"Are you coming to
the cabbage party?”
Added 8th December 2023
Review by: Jane Alexandra Foster
Released in 2023
The Peasants tells the story of Jagna, a young woman determined to forge her own path within the confines of a late 19th century Polish village - a hotbed of gossip and on-going feuds, held together, rich and poor, by pride in their land, adherence to colourful traditions and deep-rooted patriarchy. When Jagna finds herself caught between the conflicting desires of the village's richest farmer, his eldest son, and other leading men of the community, her resistance puts her on a tragic collision course with the community around her.
Part straight period drama, part re-imagining a straight drama into animation, ‘The Peasants’ is the story of Jagna, a young Polish girl who marries an older man, but is in love with his son. This creates all sorts of destructive problems, and is a brilliant snap shot of what life was like in past times not as free thinking as our own.
Adapted from the Nobel Prize winning Polish novel, ‘The Peasants’, written by Wladyslaw Stanislaw Reymont, the story centres around Polish village life of the mid 19th century. Brutal and passionate, the story of Jagna unfolds, beautifully recreated using an oil painting form of animation, taken from live action. This is almost the stand-alone star of the film, which has the feel of an immersive art installation. However, the story is also so dramatically strong that audience almost feels totally thrown into another world, as if we’d fallen down Alice’s rabbit hole into a wonderland of another era. The film is vibrant, colourful and a feast for the viewer, and the trick of turning live performance into animation, makes the audience feel, in a rather magical but contradictory way, as if they’re viewing reality through a filter, rather than animation.

» **PROVIDED MATERIAL**
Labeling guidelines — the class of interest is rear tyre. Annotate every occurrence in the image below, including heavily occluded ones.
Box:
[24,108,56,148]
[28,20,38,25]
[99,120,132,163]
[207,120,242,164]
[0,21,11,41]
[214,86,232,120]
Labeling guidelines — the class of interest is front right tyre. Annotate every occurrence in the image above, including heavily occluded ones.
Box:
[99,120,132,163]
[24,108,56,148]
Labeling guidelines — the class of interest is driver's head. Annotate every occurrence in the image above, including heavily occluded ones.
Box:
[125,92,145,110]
...
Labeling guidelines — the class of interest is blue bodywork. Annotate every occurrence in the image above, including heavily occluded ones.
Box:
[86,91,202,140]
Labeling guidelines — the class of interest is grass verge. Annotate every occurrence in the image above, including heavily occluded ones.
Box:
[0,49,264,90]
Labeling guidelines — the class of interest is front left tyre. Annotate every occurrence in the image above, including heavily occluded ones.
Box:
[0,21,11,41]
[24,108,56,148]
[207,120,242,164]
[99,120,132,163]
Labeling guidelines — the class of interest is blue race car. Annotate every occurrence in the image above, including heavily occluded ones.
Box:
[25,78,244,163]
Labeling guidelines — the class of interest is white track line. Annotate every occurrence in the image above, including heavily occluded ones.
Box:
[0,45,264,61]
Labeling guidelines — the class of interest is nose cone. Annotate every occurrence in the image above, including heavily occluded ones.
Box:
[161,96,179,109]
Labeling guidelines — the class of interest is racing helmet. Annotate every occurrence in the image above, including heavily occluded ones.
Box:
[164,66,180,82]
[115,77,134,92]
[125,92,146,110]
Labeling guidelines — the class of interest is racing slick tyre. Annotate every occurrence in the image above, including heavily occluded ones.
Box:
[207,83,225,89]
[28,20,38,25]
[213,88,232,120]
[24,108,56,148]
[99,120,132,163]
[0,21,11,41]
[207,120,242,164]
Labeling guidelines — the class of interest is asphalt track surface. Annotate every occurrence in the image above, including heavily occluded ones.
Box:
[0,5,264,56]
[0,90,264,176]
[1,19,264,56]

» **SET OF TASKS**
- a) According to the review of The Peasants, what holds the village together, rich and poor?
- b) Can you sum up the review of The Peasants in two sentences?
- c) Could you carry the review of The Peasants on past its last sentence?
The entries are separate from the review of The Peasants and are not part of it.

» **RESPONSES PER TASK**
- a) Pride in their land, adherence to colourful traditions, and deep-rooted patriarchy.

- b) The Peasants, a 2023 film adapted from Wladyslaw Stanislaw Reymont's Nobel Prize winning novel, follows Jagna, a young woman in a 19th-century Polish village who marries an older man but loves his son, and who is caught between the desires of the community's leading men. The review praises its oil-painting animation taken from live action and its dramatically strong story, calling the film vibrant and immersive, like viewing reality through a filter.

- c)
With stunning, rising Polish star Kamila Urzedowska playing Jagna, and Robert Gulaczyk as her thwarted lover Antek, the air crackles with intensity, such is the on screen chemistry and acting skill of this pair. This casting choice is one of the most powerful things about the film, and the rest of the film is well cast too. Ewa Kasprzyk is mesmerizing as the mother and, Miroslaw Baka also deserves a mention for his sleazy portrayal of Jagna’s husband.
The animation also helps to fine tune the theatricality of what is essentially a doomed love affair set in brutal times, and gives it a colourful filter through which a modern audience can appreciate the story. For although this is a literary triumph, the story is a vivid recreation of times so different from our own that some modern viewers may struggle with the harsh tone. This is no subtle modern retelling, but a faithful recreation of a raw story about rural life in a time where life and death were far closer together.
Lastly, such is the strength of the performances that, there will be a few people who will say, ‘why bother’ turning it into an animation? One wonders, would it have been even more powerful as live action? Audience’s will be split about this, and the only way to decide for yourself, is to see it.
Well worth a trek to the big screen.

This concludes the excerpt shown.